— begin RECORDS SHOWN —

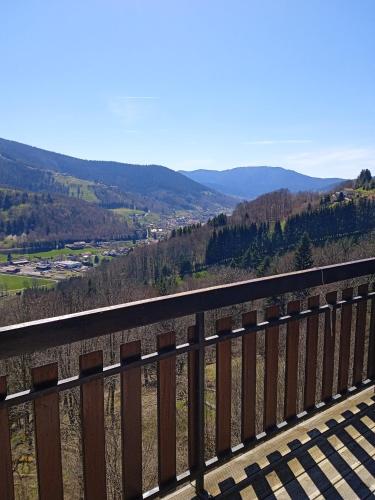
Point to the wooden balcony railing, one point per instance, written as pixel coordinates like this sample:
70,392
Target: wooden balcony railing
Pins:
356,332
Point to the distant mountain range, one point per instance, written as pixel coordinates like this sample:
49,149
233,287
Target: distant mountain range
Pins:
160,189
110,184
250,182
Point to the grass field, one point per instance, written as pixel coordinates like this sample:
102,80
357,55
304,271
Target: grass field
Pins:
50,254
11,283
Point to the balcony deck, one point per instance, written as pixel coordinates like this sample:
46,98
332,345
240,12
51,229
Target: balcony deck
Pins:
331,455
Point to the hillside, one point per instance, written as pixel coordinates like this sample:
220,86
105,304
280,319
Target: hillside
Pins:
152,186
39,218
250,182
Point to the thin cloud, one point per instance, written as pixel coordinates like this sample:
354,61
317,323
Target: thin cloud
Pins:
267,142
133,110
139,97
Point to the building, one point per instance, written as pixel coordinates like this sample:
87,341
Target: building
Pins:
68,264
20,262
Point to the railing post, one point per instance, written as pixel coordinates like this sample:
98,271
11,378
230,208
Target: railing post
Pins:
199,482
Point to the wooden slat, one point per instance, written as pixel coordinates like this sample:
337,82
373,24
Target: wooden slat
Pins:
271,369
311,353
329,348
193,382
47,433
131,421
371,347
167,410
93,433
6,473
51,332
249,359
360,331
291,368
223,388
345,334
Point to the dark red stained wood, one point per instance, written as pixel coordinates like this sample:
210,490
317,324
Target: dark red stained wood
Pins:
311,353
193,401
271,369
329,347
346,324
248,378
360,330
131,421
167,410
223,388
291,368
93,433
6,474
20,339
47,433
371,347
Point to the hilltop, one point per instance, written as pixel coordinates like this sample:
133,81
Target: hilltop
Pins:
108,183
250,182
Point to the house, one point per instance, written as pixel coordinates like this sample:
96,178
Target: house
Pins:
68,264
20,262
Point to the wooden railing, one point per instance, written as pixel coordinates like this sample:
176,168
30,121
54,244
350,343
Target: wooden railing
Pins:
356,330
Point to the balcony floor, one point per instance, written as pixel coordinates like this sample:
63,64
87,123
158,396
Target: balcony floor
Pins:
331,455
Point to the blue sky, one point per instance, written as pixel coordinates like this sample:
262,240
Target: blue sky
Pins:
193,84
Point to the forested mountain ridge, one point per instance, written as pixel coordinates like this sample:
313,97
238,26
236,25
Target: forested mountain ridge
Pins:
156,186
226,249
38,218
250,182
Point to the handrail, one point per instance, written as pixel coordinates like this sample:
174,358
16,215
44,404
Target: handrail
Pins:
52,332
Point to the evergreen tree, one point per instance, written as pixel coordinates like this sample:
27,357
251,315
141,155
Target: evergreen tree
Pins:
303,258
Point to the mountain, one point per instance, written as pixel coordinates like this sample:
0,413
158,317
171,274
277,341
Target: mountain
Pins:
157,187
42,217
250,182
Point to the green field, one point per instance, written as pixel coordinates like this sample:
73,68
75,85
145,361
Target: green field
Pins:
128,213
11,283
78,188
50,254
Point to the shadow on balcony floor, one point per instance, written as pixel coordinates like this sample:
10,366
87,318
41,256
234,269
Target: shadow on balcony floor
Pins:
331,455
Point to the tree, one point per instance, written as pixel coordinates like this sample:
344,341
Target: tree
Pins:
364,179
303,258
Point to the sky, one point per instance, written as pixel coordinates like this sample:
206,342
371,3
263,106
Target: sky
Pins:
193,83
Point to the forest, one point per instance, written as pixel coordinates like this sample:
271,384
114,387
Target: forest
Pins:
38,218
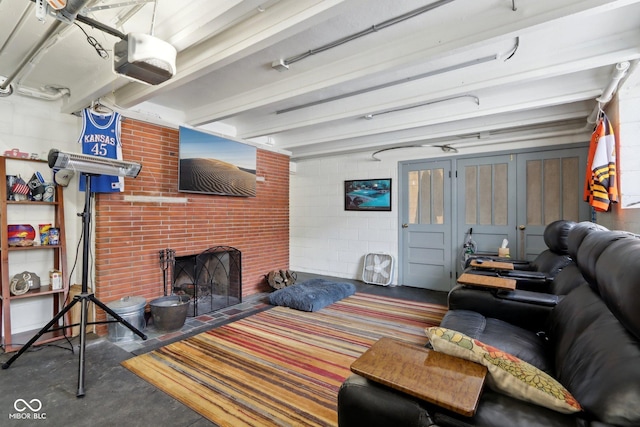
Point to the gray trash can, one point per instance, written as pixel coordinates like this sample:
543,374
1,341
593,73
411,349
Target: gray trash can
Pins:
130,309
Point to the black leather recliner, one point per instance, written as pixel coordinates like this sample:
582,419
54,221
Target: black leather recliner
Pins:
589,341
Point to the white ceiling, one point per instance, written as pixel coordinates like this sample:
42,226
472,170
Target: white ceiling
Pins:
466,72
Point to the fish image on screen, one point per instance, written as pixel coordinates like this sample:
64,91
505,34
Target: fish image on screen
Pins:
211,164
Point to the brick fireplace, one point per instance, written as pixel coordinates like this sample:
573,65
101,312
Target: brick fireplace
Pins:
212,279
150,215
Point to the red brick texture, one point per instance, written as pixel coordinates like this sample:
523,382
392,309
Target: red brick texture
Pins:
130,234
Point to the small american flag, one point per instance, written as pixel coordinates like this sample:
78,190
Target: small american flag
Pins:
20,187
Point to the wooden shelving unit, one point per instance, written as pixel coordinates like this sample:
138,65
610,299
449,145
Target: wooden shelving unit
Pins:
12,341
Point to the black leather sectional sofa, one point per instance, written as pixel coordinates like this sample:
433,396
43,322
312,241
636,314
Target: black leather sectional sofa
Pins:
586,335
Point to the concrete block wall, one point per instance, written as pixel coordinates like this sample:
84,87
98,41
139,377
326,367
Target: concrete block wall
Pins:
326,239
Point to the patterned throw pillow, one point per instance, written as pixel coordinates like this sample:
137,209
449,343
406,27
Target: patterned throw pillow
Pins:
507,373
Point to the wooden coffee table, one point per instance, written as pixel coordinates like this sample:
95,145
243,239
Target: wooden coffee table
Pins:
494,265
447,381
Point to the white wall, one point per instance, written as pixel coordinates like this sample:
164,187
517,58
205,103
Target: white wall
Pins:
35,126
326,239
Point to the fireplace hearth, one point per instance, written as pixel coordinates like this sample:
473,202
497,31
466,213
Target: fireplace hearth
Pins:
212,279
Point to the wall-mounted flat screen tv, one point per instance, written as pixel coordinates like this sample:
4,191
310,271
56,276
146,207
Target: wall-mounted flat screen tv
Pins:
211,164
367,195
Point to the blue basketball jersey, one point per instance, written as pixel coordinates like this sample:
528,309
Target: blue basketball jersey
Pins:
101,137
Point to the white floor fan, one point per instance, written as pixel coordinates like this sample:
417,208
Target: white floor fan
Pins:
378,268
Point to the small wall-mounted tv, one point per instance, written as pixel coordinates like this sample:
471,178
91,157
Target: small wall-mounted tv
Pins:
212,164
367,195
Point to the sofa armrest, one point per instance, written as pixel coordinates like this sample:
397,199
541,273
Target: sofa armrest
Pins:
362,402
526,309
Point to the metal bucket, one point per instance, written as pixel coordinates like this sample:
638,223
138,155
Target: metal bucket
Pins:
170,312
130,309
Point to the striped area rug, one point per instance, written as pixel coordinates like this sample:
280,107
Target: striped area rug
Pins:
280,367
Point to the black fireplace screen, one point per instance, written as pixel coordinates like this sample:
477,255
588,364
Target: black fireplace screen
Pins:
213,279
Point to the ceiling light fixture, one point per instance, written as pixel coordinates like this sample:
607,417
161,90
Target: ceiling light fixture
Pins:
283,64
424,104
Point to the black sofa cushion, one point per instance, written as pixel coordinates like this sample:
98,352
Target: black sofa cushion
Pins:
506,373
597,358
522,343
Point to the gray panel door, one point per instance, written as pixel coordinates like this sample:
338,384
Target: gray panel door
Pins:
486,202
551,189
425,234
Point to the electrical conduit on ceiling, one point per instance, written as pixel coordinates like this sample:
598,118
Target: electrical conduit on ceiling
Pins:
283,64
618,74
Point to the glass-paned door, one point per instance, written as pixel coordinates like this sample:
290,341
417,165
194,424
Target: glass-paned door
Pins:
425,235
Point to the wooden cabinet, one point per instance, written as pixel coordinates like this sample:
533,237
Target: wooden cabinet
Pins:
26,210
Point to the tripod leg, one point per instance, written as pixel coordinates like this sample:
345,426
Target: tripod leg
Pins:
116,316
42,331
83,344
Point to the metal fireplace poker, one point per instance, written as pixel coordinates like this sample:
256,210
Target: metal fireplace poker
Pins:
170,311
167,260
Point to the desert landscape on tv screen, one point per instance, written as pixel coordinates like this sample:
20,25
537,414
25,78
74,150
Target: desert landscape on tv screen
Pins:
213,164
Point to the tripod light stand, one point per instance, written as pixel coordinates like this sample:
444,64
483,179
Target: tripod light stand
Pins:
90,166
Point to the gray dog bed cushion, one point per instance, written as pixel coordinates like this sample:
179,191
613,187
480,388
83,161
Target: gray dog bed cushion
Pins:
311,295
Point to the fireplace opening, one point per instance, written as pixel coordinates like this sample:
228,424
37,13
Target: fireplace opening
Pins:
212,279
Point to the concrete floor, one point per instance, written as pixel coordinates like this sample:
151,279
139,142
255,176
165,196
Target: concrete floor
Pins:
46,378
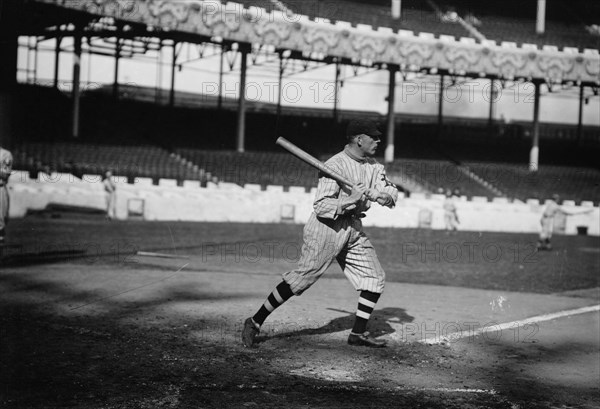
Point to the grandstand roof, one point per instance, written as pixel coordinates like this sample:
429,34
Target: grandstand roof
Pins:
211,21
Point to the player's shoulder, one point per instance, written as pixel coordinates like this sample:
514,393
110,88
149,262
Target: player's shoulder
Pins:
336,159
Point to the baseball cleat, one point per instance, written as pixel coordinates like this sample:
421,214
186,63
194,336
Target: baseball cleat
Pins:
250,331
365,340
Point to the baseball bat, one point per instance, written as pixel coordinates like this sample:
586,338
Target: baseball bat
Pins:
312,161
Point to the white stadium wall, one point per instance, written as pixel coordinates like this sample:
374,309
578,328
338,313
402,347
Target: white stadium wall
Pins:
231,203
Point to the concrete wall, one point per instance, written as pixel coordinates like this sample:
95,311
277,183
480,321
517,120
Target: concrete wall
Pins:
229,202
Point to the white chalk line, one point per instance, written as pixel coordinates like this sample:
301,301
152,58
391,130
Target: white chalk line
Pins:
450,390
499,327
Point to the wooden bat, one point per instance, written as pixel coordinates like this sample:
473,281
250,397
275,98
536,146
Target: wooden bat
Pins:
312,161
316,163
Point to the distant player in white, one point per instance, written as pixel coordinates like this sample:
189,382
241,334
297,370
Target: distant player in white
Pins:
334,232
547,221
450,216
6,161
111,199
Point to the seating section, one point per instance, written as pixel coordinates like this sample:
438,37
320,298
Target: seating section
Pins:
416,16
437,176
570,183
80,159
260,168
566,22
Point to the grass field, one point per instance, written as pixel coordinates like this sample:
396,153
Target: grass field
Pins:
498,261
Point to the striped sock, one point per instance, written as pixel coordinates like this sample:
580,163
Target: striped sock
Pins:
366,304
280,294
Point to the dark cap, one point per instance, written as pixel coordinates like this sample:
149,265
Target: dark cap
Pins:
362,126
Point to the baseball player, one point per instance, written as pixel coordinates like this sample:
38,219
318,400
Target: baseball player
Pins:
450,215
5,171
110,188
334,232
552,209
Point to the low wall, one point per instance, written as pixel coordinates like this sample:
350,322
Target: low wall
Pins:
232,203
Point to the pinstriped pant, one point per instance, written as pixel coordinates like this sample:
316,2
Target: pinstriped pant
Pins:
341,239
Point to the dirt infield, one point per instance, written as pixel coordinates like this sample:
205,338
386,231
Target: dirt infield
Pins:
107,328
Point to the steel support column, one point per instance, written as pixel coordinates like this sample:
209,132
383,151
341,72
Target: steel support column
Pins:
534,154
76,83
391,117
241,123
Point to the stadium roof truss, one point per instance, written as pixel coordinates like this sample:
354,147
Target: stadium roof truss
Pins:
132,27
214,21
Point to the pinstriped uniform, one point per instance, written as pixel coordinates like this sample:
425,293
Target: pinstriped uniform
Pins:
6,161
332,233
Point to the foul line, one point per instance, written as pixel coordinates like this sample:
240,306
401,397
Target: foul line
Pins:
499,327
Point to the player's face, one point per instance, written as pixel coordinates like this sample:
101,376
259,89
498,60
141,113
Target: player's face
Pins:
369,144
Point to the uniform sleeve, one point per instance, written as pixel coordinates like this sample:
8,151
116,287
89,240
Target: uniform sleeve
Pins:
327,198
383,185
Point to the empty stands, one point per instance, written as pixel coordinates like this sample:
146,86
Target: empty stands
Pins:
80,159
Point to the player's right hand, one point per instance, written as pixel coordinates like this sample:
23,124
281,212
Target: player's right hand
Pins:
357,192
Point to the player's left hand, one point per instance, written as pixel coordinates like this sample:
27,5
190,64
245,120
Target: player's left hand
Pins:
372,194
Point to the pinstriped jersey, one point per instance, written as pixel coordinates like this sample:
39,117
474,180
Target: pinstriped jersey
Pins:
358,170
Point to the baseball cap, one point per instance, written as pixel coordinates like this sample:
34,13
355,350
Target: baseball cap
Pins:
362,126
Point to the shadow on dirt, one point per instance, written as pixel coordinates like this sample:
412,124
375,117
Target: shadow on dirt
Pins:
379,324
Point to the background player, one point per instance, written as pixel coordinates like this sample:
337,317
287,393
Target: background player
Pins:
552,209
110,188
450,215
6,161
334,231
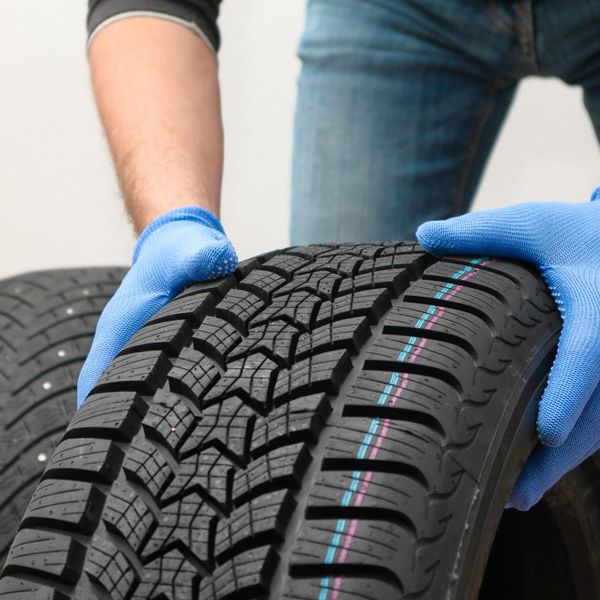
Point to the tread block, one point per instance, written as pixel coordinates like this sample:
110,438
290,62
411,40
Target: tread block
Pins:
299,308
252,377
142,371
72,504
168,577
301,419
46,554
261,519
321,372
191,306
19,589
168,336
247,575
347,586
215,338
85,458
187,522
145,465
350,334
276,339
191,371
228,425
126,513
110,569
207,473
282,468
370,303
116,416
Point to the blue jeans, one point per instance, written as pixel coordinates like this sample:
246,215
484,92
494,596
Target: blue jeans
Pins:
400,102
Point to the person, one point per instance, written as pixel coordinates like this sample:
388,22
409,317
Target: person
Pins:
399,104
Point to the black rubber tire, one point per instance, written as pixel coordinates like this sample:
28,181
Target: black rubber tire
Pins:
47,320
332,422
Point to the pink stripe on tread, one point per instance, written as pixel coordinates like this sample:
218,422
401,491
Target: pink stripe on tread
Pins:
360,494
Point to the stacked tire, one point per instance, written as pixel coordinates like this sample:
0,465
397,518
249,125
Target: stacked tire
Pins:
335,422
47,321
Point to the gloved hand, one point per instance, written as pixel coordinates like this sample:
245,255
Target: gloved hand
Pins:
178,248
563,241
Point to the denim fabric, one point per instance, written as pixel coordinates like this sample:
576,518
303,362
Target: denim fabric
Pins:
400,102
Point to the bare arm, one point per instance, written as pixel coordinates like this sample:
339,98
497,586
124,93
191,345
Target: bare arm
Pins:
157,90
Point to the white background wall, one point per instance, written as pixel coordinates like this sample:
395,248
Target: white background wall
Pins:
59,202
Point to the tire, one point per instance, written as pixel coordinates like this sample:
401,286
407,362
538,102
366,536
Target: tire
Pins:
47,320
332,422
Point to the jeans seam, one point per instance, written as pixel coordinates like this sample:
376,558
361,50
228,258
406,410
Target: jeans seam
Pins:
471,149
495,18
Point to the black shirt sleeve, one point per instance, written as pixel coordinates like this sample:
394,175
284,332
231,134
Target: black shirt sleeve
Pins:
198,14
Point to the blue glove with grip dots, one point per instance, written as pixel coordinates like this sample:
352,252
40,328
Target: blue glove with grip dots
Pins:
563,241
181,247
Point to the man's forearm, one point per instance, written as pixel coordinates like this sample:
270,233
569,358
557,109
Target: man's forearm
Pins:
157,91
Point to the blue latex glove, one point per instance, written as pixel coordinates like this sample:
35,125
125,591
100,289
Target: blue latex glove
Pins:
178,248
563,241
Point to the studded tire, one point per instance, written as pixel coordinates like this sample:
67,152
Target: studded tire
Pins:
47,321
339,422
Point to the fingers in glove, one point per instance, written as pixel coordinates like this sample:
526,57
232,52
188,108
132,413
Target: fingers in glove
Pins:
575,373
547,465
123,316
507,232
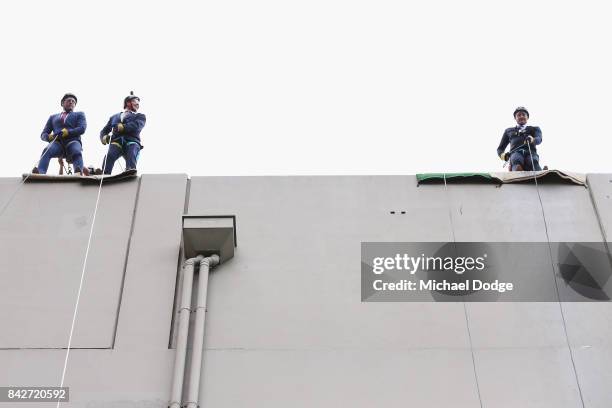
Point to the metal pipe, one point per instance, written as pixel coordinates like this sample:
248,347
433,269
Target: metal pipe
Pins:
198,336
183,330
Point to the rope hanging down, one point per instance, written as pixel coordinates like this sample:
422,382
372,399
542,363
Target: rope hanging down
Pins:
552,263
76,306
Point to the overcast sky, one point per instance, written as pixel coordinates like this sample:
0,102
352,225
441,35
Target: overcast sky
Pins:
313,87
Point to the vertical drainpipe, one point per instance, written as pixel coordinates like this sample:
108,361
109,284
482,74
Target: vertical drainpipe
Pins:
198,336
183,329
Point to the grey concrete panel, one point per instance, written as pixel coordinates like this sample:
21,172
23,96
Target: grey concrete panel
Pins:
589,324
593,365
44,235
508,325
146,309
96,378
600,186
295,278
527,378
569,214
487,213
338,378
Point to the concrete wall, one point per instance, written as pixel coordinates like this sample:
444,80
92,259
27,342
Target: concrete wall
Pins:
285,324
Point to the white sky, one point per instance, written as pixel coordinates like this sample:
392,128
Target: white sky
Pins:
313,87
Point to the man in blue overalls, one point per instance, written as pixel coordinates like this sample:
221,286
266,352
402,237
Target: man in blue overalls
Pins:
123,133
63,132
518,137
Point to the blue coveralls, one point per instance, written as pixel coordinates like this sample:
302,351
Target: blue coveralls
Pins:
69,146
516,136
126,143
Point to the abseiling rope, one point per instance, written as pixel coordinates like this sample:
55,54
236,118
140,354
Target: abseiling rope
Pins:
552,263
76,306
465,313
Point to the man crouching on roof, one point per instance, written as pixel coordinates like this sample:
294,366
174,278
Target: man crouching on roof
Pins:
63,132
521,154
123,133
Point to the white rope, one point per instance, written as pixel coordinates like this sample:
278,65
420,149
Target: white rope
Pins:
76,306
552,262
467,322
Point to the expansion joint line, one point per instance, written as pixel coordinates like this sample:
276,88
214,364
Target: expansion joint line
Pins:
78,298
465,313
552,263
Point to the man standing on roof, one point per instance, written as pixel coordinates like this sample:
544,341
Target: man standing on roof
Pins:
63,132
523,140
123,133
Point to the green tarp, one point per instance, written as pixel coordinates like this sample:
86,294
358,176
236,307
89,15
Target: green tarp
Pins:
502,178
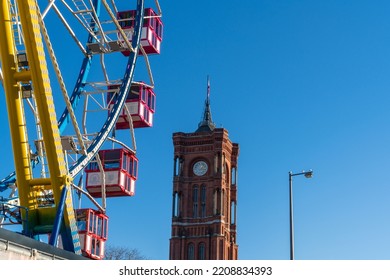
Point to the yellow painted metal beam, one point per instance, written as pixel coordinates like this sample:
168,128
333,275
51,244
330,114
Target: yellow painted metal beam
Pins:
14,102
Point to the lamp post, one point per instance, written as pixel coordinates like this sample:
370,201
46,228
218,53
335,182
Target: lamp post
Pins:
307,174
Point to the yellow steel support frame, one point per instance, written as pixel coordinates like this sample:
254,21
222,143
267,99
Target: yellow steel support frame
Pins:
15,113
40,220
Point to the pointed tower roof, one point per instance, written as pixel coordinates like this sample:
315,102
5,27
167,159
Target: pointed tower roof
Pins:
206,125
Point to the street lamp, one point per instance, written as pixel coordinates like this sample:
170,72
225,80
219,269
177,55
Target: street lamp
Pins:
307,174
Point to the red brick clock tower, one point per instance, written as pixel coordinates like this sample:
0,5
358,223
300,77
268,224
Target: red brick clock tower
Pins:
204,193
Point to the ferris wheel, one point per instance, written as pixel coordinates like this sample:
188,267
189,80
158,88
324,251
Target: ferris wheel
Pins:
99,105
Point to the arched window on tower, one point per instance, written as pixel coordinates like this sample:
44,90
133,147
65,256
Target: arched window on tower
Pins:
202,251
203,201
222,202
233,213
215,202
178,166
195,201
223,163
234,175
176,205
191,251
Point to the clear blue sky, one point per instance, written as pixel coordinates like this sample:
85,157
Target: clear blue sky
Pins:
299,85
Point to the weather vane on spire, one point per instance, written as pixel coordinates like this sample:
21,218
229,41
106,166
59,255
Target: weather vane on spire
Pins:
207,123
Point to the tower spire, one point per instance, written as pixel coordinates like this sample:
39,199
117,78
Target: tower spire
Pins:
207,123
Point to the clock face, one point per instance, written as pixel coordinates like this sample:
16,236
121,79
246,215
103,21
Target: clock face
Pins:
200,168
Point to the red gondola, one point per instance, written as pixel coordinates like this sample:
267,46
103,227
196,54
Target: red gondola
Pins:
152,30
120,169
140,103
92,227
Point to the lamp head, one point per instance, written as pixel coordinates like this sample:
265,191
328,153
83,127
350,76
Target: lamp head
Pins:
309,174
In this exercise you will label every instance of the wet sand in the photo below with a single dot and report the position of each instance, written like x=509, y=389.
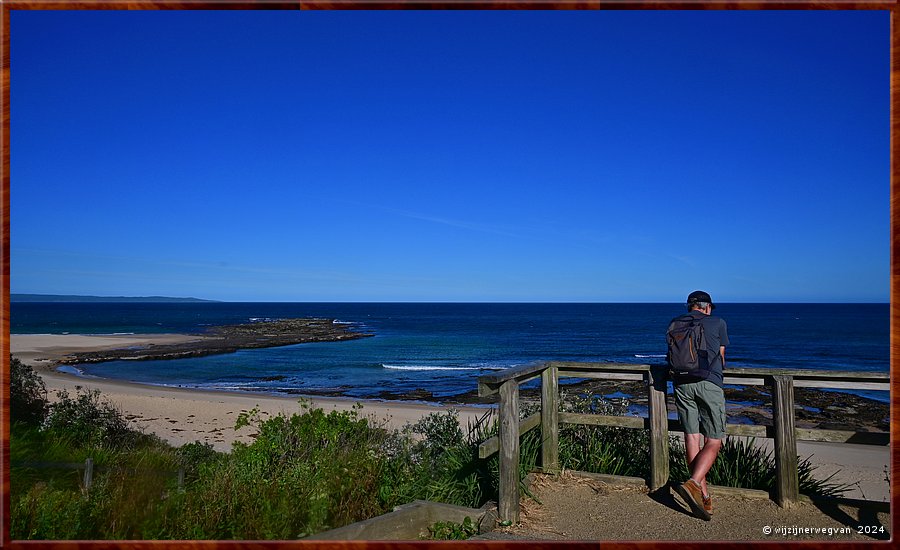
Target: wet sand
x=182, y=416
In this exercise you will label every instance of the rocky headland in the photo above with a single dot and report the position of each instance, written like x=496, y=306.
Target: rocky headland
x=228, y=339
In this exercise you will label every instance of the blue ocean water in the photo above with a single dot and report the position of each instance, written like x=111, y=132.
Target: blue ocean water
x=444, y=347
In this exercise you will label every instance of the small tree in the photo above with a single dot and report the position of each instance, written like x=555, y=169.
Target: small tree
x=28, y=394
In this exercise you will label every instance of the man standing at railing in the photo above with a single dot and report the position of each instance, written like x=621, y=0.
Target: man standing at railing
x=700, y=400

— end RECORDS SHOWN —

Write out an exact copy of the lines beginning at the line that contains "Point to the lamp head, one" and ending at the last line of the listing. Exclude pictures.

REPLY:
Point to the lamp head, one point per instance, written as pixel coordinates like this sample:
265,191
328,153
83,127
350,76
Target: lamp head
Pins:
309,174
In this exercise you will label every instance of the wet sand in the photo below with a single dot and report the position of each instance, written like x=509, y=389.
Target: wet sand
x=182, y=416
In this exercise you will label every instance of the rocky headland in the photo above with a single dot and report the position of each instance, written like x=496, y=306.
Target: rocky headland
x=228, y=339
In this exercise you will label every instance of the blue ocean water in the photo above with a single dot and report the position of each instance, written like x=111, y=132.
Target: blue ocean water
x=444, y=347
In this exercise you will label every instance of the small tree in the photo above with a single dot and report the position of each instance, written like x=555, y=169.
Target: small tree
x=28, y=394
In this exercise you will label every instance of the man standing at railing in the photo above with a single dot and report the position of each instance, written like x=621, y=0.
Target: man standing at railing
x=700, y=400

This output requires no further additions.